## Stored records
*** Block opens ***

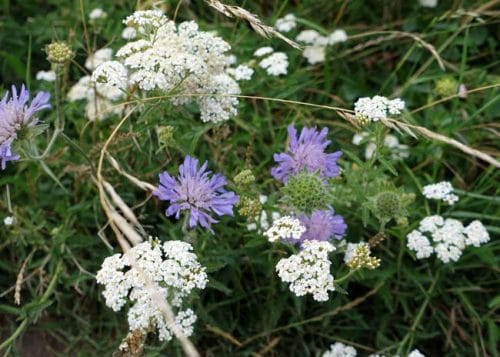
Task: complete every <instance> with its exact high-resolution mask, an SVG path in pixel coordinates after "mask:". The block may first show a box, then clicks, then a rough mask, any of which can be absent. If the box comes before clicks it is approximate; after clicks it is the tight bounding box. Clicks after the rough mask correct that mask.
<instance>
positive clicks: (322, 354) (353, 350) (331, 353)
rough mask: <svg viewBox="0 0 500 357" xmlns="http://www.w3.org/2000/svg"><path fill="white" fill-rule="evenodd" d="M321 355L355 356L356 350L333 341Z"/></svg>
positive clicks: (352, 348)
mask: <svg viewBox="0 0 500 357" xmlns="http://www.w3.org/2000/svg"><path fill="white" fill-rule="evenodd" d="M321 356H322V357H356V356H357V351H356V349H355V348H354V347H352V346H349V345H345V344H343V343H341V342H335V343H334V344H333V345H331V346H330V349H329V350H328V351H325V352H323V354H322V355H321Z"/></svg>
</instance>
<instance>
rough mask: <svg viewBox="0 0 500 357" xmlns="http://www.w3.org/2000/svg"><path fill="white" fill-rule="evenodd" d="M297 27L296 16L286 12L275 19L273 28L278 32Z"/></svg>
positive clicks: (289, 30)
mask: <svg viewBox="0 0 500 357" xmlns="http://www.w3.org/2000/svg"><path fill="white" fill-rule="evenodd" d="M295 27H297V18H296V17H295V15H294V14H288V15H285V16H283V17H282V18H279V19H278V20H276V23H275V24H274V28H275V29H276V30H278V31H279V32H290V31H292V30H293V29H294V28H295Z"/></svg>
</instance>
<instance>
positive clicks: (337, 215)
mask: <svg viewBox="0 0 500 357" xmlns="http://www.w3.org/2000/svg"><path fill="white" fill-rule="evenodd" d="M298 218H299V220H300V223H301V224H302V225H303V226H304V227H305V228H306V231H305V232H304V234H302V237H300V242H304V241H306V240H319V241H329V240H330V239H331V238H332V237H334V238H336V239H342V237H343V236H344V235H345V231H346V229H347V224H345V222H344V218H343V217H342V216H340V215H337V214H335V211H334V210H333V208H331V209H329V210H317V211H314V212H313V213H312V214H311V215H310V216H307V215H305V214H302V215H300V216H299V217H298Z"/></svg>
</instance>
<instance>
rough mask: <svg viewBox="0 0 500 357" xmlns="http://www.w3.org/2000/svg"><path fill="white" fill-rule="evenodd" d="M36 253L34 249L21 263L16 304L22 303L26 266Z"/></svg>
mask: <svg viewBox="0 0 500 357" xmlns="http://www.w3.org/2000/svg"><path fill="white" fill-rule="evenodd" d="M34 253H35V251H34V250H33V251H31V253H30V254H29V255H28V256H27V257H26V259H24V262H23V264H22V265H21V269H19V273H18V274H17V279H16V288H15V289H14V302H15V303H16V305H21V288H22V285H23V278H24V271H25V270H26V266H27V265H28V262H29V261H30V260H31V258H32V257H33V254H34Z"/></svg>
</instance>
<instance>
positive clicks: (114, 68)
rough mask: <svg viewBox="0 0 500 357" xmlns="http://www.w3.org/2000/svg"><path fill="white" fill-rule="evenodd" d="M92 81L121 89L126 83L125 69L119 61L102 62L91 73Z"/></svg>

*** Block closes ***

## Work required
Transcribe all lines above exactly, skipping pictures.

## Finished exercise
Task: complete every <instance> with its exact high-resolution mask, an SVG path in pixel coordinates after "mask:". The block may first show a box, then clicks, then a rough mask, any of which can be absent. If the box comes before clicks it is approximate; after clicks it is the tight bounding box. Clicks after the rough mask correct that mask.
<instance>
positive clicks: (322, 354) (353, 350) (331, 353)
rough mask: <svg viewBox="0 0 500 357" xmlns="http://www.w3.org/2000/svg"><path fill="white" fill-rule="evenodd" d="M321 355L355 356L356 350L333 341Z"/></svg>
positive clicks: (352, 348)
mask: <svg viewBox="0 0 500 357" xmlns="http://www.w3.org/2000/svg"><path fill="white" fill-rule="evenodd" d="M321 356H322V357H356V356H357V351H356V349H355V348H354V347H352V346H349V345H345V344H343V343H341V342H335V343H334V344H333V345H331V346H330V349H329V350H328V351H325V352H323V354H322V355H321Z"/></svg>
</instance>
<instance>
rough mask: <svg viewBox="0 0 500 357" xmlns="http://www.w3.org/2000/svg"><path fill="white" fill-rule="evenodd" d="M297 27L296 16L286 12L275 19L273 28L278 32Z"/></svg>
positive clicks: (289, 30)
mask: <svg viewBox="0 0 500 357" xmlns="http://www.w3.org/2000/svg"><path fill="white" fill-rule="evenodd" d="M295 27H297V18H296V17H295V15H294V14H288V15H285V16H283V17H282V18H279V19H278V20H276V23H275V24H274V28H275V29H276V30H278V31H279V32H290V31H292V30H293V29H294V28H295Z"/></svg>
</instance>
<instance>
positive clicks: (337, 215)
mask: <svg viewBox="0 0 500 357" xmlns="http://www.w3.org/2000/svg"><path fill="white" fill-rule="evenodd" d="M298 218H299V220H300V223H301V224H302V225H303V226H304V227H305V228H306V231H305V232H304V234H302V237H300V242H304V241H306V240H319V241H329V240H330V239H331V238H332V237H334V238H336V239H342V237H343V236H344V235H345V231H346V229H347V224H345V222H344V218H343V217H342V216H340V215H337V214H335V211H334V210H333V208H331V209H329V210H317V211H314V212H313V213H312V214H311V215H310V216H307V215H305V214H302V215H300V216H299V217H298Z"/></svg>
</instance>
<instance>
rough mask: <svg viewBox="0 0 500 357" xmlns="http://www.w3.org/2000/svg"><path fill="white" fill-rule="evenodd" d="M36 253L34 249L21 263L16 304L22 303L26 266Z"/></svg>
mask: <svg viewBox="0 0 500 357" xmlns="http://www.w3.org/2000/svg"><path fill="white" fill-rule="evenodd" d="M34 253H35V251H34V250H33V251H31V253H30V254H29V255H28V256H27V257H26V259H24V262H23V264H22V265H21V269H19V273H18V274H17V279H16V288H15V289H14V302H15V303H16V305H21V288H22V285H23V278H24V271H25V270H26V266H27V265H28V262H29V261H30V260H31V258H32V257H33V254H34Z"/></svg>
</instance>
<instance>
positive clicks: (114, 68)
rough mask: <svg viewBox="0 0 500 357" xmlns="http://www.w3.org/2000/svg"><path fill="white" fill-rule="evenodd" d="M92 81L121 89L126 83L125 69L119 61L102 62L91 73Z"/></svg>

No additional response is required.